=== Extracted data entries ===
==========

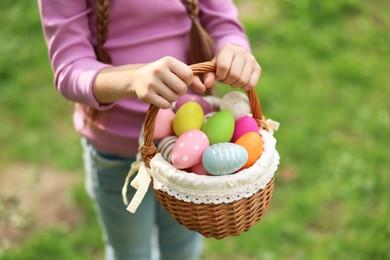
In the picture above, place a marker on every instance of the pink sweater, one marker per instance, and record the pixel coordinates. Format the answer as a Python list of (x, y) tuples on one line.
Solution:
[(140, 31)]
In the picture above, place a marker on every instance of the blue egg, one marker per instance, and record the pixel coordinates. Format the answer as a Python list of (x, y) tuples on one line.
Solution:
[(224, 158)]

==========

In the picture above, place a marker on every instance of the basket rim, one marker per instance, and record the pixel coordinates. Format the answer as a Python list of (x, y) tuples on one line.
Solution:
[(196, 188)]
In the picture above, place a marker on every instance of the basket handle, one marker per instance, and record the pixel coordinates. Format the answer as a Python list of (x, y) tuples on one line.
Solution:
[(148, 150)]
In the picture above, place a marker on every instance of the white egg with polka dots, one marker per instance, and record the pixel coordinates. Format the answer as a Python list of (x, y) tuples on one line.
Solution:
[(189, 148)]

==========

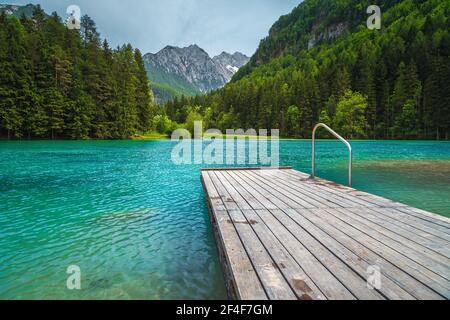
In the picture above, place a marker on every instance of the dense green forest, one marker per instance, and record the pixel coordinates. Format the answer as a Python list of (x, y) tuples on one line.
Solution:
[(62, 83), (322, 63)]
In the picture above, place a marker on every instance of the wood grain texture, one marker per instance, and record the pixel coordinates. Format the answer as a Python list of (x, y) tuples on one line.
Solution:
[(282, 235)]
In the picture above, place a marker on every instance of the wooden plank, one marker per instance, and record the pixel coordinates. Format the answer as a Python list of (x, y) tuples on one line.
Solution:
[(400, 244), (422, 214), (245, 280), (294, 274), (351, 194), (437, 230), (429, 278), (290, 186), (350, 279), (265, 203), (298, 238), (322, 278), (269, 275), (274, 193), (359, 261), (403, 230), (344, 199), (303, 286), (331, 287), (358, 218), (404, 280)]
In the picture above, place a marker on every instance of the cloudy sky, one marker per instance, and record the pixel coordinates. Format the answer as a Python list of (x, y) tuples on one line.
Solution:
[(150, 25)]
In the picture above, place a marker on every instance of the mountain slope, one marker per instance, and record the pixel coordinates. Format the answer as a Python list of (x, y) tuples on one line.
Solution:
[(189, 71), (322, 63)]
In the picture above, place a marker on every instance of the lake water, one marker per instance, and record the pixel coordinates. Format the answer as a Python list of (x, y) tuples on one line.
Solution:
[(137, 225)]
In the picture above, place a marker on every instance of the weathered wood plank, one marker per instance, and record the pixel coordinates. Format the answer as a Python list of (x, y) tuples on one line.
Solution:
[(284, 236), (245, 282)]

==========

=== TASK ===
Reproduce the rows starting at the line containing "of the mountain" and ending at the line containing "[(284, 236), (245, 282)]", renaming "marker" to "pin" throughout and leaving everything else unchanged.

=== THE SOLUTION ===
In the picture above, place a pin on every instance of the mountain slope, one pin per instance, and record the pixel coordinates. Format the answer as a Python list of (x, y) tuples on one line.
Solution:
[(189, 71), (322, 63)]
In the picture above, place a pin on every instance of the lake water, one pin per instance, and record the pixel coordinates. Format the answer as a Python list of (x, y) tuples on one line.
Solution:
[(137, 225)]
In the picture above, place a pin on every instance of the weathered wood plank, one pin per instance, and record the pixel coordinates. Format the answer as a Python list of (x, y) tuples on one line.
Solution:
[(284, 236), (245, 282)]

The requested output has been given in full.